§ Extracted entries:
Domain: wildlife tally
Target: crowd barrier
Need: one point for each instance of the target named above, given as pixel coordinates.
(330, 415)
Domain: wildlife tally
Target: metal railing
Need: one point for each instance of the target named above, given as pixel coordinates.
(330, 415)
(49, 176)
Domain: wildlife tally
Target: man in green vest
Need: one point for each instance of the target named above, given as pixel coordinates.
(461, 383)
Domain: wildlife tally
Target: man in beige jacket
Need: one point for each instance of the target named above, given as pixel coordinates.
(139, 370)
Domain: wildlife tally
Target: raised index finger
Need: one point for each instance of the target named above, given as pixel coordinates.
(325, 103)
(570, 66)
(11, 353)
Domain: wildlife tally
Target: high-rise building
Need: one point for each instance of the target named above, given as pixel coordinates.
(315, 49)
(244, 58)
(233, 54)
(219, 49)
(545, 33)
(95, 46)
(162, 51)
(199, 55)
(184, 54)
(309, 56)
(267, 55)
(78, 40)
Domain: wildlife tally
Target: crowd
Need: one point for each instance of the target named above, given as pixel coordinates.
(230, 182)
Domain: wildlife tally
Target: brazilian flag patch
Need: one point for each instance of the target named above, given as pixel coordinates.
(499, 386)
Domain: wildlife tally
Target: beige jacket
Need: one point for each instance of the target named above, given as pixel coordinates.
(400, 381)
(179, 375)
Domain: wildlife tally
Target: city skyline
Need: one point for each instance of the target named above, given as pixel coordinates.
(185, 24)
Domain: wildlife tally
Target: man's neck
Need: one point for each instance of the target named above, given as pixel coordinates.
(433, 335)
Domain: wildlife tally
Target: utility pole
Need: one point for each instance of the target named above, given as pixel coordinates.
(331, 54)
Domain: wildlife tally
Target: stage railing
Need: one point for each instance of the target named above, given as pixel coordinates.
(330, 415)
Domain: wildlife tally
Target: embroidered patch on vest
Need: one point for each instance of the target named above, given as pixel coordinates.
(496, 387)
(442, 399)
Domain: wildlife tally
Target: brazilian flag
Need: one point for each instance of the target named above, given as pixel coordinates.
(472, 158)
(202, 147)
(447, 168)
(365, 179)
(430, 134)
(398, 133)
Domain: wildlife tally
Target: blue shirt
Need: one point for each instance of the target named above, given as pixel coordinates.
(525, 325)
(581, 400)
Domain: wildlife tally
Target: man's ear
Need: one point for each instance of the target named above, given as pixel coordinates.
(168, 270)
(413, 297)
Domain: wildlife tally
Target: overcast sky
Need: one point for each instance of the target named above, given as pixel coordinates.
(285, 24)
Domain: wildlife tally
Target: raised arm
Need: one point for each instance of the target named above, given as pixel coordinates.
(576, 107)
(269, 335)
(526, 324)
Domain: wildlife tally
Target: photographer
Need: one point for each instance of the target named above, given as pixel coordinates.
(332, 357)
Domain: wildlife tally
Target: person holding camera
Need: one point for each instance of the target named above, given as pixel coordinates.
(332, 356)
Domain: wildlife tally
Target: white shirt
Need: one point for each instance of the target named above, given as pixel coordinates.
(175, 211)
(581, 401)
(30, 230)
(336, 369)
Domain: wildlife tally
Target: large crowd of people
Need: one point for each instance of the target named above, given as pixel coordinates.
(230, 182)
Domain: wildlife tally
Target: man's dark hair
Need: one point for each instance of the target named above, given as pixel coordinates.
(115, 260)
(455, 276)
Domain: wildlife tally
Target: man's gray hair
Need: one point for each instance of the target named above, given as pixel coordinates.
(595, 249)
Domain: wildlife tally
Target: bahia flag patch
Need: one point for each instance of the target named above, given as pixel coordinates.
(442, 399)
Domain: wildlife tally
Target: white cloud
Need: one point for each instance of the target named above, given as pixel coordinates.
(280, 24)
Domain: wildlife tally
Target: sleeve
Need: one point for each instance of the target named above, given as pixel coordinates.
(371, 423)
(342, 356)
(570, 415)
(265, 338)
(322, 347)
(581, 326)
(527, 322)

§ Task directions:
Throughout the data above, report every line that contains the string "beige".

§ The completed task:
Target: man in beige jacket
Target: beige jacket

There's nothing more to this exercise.